• _INSTRUCTIONS FOR THE TASK_: Provide the data again exactly, including every line that follows.

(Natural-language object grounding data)
:::::
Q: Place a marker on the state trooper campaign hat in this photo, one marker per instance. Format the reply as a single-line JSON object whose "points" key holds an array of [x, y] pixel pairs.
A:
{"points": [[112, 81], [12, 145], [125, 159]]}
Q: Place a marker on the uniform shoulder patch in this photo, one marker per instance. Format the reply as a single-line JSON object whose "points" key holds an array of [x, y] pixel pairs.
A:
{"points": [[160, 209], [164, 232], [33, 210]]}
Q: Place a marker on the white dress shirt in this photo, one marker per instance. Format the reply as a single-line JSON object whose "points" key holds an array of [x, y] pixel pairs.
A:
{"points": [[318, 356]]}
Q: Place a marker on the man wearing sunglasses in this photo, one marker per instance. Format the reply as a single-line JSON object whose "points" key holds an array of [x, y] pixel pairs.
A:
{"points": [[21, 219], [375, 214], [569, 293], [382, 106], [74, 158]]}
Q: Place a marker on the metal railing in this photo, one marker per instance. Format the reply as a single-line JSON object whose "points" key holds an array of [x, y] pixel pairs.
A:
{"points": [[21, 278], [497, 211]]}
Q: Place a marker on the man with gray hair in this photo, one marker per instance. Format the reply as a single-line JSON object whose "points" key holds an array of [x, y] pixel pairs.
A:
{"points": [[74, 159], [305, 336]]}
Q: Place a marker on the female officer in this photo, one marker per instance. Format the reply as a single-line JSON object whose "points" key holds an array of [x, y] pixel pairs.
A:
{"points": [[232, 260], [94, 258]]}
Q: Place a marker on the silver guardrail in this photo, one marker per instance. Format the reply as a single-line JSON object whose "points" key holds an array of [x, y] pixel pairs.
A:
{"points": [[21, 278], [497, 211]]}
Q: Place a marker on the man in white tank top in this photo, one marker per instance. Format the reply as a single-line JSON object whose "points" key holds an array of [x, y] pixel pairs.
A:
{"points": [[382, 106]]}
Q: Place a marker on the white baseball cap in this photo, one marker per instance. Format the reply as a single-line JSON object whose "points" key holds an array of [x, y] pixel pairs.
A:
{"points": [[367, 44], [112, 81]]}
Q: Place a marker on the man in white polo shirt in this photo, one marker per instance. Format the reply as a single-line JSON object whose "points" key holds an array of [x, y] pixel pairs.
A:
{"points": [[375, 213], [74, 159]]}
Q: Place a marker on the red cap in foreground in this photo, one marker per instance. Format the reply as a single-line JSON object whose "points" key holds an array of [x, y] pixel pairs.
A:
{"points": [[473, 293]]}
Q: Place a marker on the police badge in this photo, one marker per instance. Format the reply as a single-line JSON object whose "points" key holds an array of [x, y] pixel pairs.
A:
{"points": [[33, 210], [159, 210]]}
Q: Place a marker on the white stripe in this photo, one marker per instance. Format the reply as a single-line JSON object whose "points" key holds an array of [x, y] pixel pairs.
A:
:::::
• _OUTPUT_:
Q: Place a marker on the state trooper campaign hat in this photo, one marker per instance. Format the reply as a single-line JSON object whose "points" key holds an array of [x, y] pixel pairs.
A:
{"points": [[112, 81], [12, 145], [125, 159]]}
Q: Place a marker on the uniform shoulder patch in this photo, one marker per instance. Format the reply as a single-line JSON object whose "points" key holds an array of [x, y] pixel pairs.
A:
{"points": [[160, 209], [164, 232], [33, 210]]}
Q: Place a marker on the white dress shirt in this photo, one marker per instance. Format the reply as a single-line JSON object whose "points" key holds an array of [x, y] pixel pairs.
A:
{"points": [[318, 356]]}
Q: Place a marker on the man wearing sunglasses in this photo, one marker per instance. Format the reply as a single-line JSON object whose "points" key holds an array of [x, y] pixel pairs.
A:
{"points": [[21, 219], [375, 214], [569, 293], [382, 106], [74, 158]]}
Q: Place a marker on the metal railing in this photo, one marker per instance. Format the reply as a single-line JSON object whose "points" key holds an array of [x, y] pixel pairs.
A:
{"points": [[21, 278], [497, 211]]}
Q: Place a marker on the man with gray hair in this photo, one marker per instance. Format the reply as a single-line JSON object whose "points" key holds an array of [x, y] pixel pairs.
A:
{"points": [[74, 159], [305, 336]]}
Q: Place a marker on the female officer in this photo, one marker per instance. Format the reply as a single-line JSON object whose "points" key holds an array of [x, y] pixel pairs.
A:
{"points": [[232, 260], [94, 258]]}
Q: Place a marker on the silver guardrail in this photo, one marker per instance. Format the reply as a single-line JSON object whose "points" key holds an array of [x, y] pixel pairs.
A:
{"points": [[21, 278], [497, 211]]}
Q: Place a marker on the man in white tank top in this photo, one marker per instance. Format the reply as a single-line JSON object whose "points" key holds an array of [x, y] pixel pairs.
A:
{"points": [[382, 106]]}
Q: Place a marker on the white baseball cap in this photo, one marker per instance. Format the reply as a single-line JSON object whose "points" key holds an array of [x, y] pixel pairs.
A:
{"points": [[367, 44], [112, 81]]}
Q: Place a marker on the man in white polo shirt in this photo, one marker per instance. Format the reply as a single-line JSON object whose "points" key holds an array of [x, y] pixel pairs.
A:
{"points": [[375, 213], [74, 159]]}
Q: Place a marker on the red cap in foreground in this photo, one marker per instance. Format the reply as a single-line JSON object whose "points" key holds an array of [x, y] pixel pairs.
A:
{"points": [[473, 293]]}
Q: Place a marker on the police badge in this photo, one marker per instance. Format the reply as a single-line JSON object whose "points" key holds an array of [x, y] pixel pairs.
A:
{"points": [[33, 210], [159, 210]]}
Q: Place a marker on the white stripe in this photo, one marker per instance. Format the reply as a single-line JSON object whose "points" key holds an array of [x, y] pixel pairs.
A:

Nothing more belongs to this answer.